→ Challenge:
Transcribe every entry word for word. Skip the pictures.

→ Extracted entries:
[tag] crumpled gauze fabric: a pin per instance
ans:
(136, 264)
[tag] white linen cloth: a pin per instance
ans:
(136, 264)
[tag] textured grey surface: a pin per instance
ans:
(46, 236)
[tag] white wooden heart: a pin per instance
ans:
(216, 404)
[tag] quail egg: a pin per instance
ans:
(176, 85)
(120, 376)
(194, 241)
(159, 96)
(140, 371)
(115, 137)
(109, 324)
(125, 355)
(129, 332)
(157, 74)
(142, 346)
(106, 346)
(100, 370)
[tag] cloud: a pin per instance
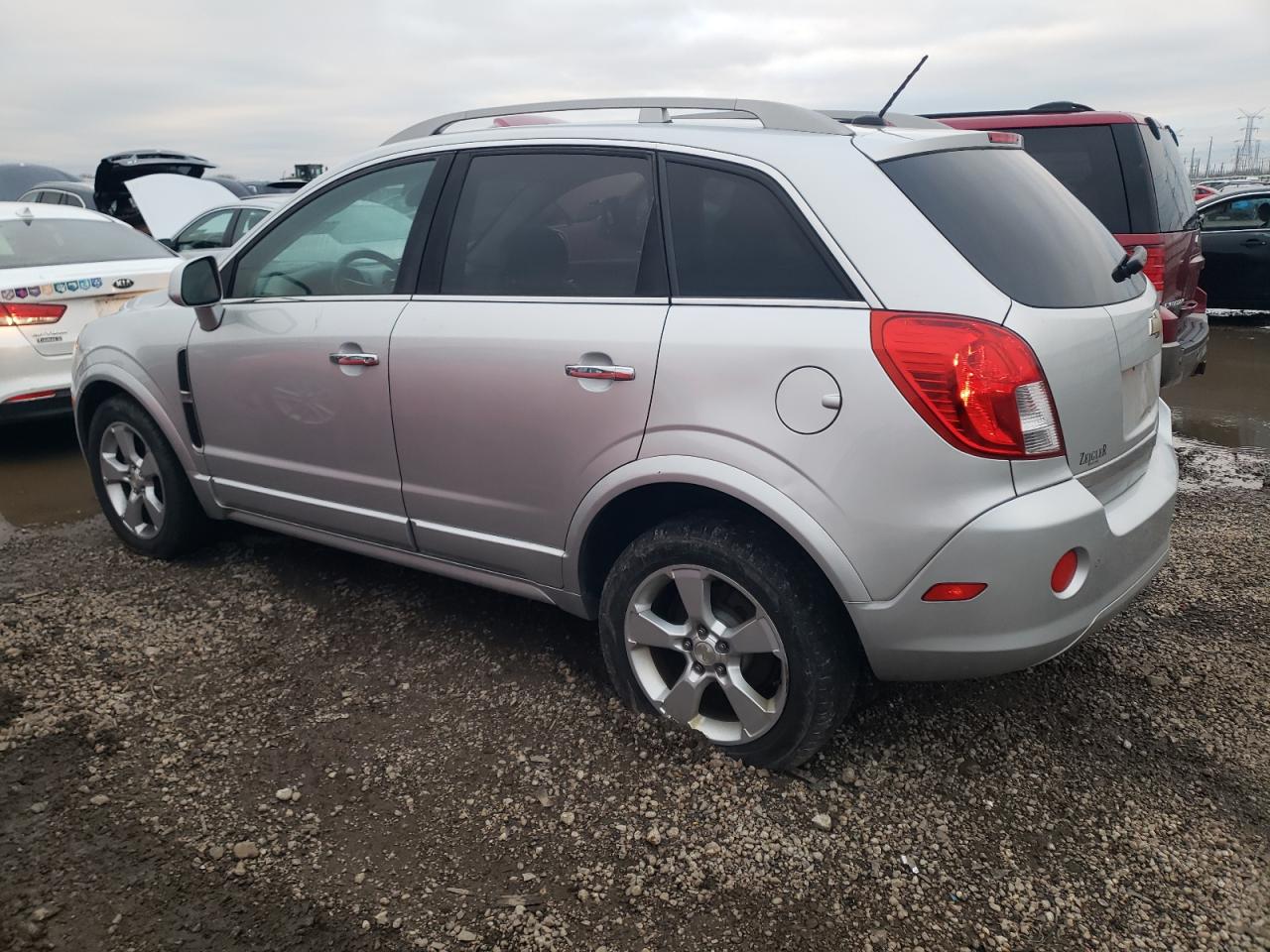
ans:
(257, 86)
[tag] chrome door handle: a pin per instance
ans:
(599, 371)
(356, 359)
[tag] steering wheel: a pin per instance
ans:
(347, 276)
(264, 280)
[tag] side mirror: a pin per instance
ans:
(1130, 264)
(197, 284)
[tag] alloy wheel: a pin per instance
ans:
(130, 472)
(706, 654)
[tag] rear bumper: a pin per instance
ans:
(1019, 621)
(56, 405)
(23, 371)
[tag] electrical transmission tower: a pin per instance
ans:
(1246, 149)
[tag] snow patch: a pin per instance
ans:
(1206, 466)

→ Finished exercise:
[tag] crumpled gauze fabric: a pin per instance
ans:
(136, 264)
[tag] white linen cloth: a pin per instance
ans:
(136, 264)
[tag] textured grey surface: a pin per instance
ans:
(46, 236)
[tag] white wooden heart: a pin per instance
ans:
(216, 404)
[tag] quail egg: a pin per instance
ans:
(176, 85)
(120, 376)
(194, 241)
(159, 96)
(140, 371)
(115, 137)
(109, 324)
(125, 355)
(129, 332)
(157, 74)
(142, 346)
(106, 346)
(100, 370)
[tag] cloud: a pin per instance
ans:
(257, 86)
[tag] chrome door handle: a pin per instance
ans:
(599, 371)
(356, 359)
[tag] steering wheel: a pin per instance
ans:
(347, 276)
(264, 280)
[tag] side mirror: a pin per instance
ans:
(1130, 264)
(197, 284)
[tag] alloy wheel: a pin per instance
ans:
(130, 472)
(706, 654)
[tag] rear bumper: a pin per instance
ans:
(1019, 621)
(56, 405)
(23, 371)
[tag] electrical transmission tower: a pin per instance
ans:
(1246, 149)
[tag] snow patch: a pin per instance
ans:
(1206, 466)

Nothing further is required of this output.